— Your task —
The lines wanted run from the first one below through the one with "box: [114, 48, 226, 188]". Return them exactly.

— Data section —

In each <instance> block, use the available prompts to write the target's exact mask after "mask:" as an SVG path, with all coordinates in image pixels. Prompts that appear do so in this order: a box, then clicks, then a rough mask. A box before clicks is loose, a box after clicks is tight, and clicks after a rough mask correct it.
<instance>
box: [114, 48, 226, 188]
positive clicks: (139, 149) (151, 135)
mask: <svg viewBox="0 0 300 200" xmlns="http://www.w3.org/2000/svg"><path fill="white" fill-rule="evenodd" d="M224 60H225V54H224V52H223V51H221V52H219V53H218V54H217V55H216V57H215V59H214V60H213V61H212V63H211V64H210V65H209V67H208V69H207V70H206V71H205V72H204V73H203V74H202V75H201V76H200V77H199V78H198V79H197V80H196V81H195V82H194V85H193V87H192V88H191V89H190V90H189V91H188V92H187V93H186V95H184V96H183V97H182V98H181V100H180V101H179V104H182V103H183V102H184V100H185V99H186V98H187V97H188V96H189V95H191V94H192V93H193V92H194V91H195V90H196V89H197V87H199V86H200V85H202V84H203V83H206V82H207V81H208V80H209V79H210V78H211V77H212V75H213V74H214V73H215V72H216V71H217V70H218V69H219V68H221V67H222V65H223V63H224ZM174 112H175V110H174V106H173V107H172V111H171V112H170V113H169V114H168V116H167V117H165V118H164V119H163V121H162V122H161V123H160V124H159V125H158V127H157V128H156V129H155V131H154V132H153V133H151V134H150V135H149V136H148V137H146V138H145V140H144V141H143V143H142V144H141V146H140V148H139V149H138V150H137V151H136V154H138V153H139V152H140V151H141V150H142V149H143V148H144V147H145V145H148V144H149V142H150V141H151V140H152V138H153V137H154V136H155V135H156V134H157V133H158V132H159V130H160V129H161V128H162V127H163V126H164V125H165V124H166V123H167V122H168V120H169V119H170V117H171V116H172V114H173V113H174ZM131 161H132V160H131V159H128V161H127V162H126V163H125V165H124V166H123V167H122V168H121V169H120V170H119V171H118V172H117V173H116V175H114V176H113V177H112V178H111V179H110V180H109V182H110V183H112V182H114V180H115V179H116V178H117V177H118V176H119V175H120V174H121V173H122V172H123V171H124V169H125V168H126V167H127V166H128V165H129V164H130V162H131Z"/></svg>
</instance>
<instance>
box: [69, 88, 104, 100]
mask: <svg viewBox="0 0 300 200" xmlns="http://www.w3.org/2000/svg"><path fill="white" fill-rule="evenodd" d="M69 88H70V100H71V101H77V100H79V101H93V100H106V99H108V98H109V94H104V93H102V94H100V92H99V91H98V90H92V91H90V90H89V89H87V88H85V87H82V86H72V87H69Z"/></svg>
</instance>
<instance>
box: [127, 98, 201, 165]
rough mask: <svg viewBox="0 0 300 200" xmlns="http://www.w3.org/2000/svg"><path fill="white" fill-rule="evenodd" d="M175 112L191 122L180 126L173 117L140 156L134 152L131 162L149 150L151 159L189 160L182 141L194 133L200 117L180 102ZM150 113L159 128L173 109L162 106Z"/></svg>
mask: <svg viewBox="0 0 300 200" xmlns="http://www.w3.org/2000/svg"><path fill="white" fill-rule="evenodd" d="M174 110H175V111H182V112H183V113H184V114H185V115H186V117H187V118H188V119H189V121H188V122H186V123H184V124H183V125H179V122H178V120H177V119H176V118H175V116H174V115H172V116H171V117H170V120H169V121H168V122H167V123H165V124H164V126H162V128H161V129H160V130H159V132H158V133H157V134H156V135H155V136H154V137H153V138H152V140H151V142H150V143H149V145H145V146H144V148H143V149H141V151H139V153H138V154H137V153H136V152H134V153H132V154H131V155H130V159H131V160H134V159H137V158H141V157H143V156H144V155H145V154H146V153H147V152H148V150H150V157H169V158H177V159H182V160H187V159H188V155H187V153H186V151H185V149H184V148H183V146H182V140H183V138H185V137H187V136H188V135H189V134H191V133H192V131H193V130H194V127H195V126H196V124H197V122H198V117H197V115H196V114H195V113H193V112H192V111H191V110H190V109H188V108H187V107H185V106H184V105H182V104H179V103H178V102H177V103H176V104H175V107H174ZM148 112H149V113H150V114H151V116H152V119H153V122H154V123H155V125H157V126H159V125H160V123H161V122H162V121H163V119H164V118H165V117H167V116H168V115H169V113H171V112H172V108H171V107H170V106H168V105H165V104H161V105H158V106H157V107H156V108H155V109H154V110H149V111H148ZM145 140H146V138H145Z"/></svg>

— Exercise result —
In each <instance> block, use the available prompts to write the target's exact mask after "mask:" as an SVG path, with all coordinates in image pixels. Prompts that appear do so in this order: a box, then clicks, then a rough mask. A box before clicks is loose, a box after clicks is tight, and clicks after a rough mask correct it.
<instance>
box: [114, 48, 226, 188]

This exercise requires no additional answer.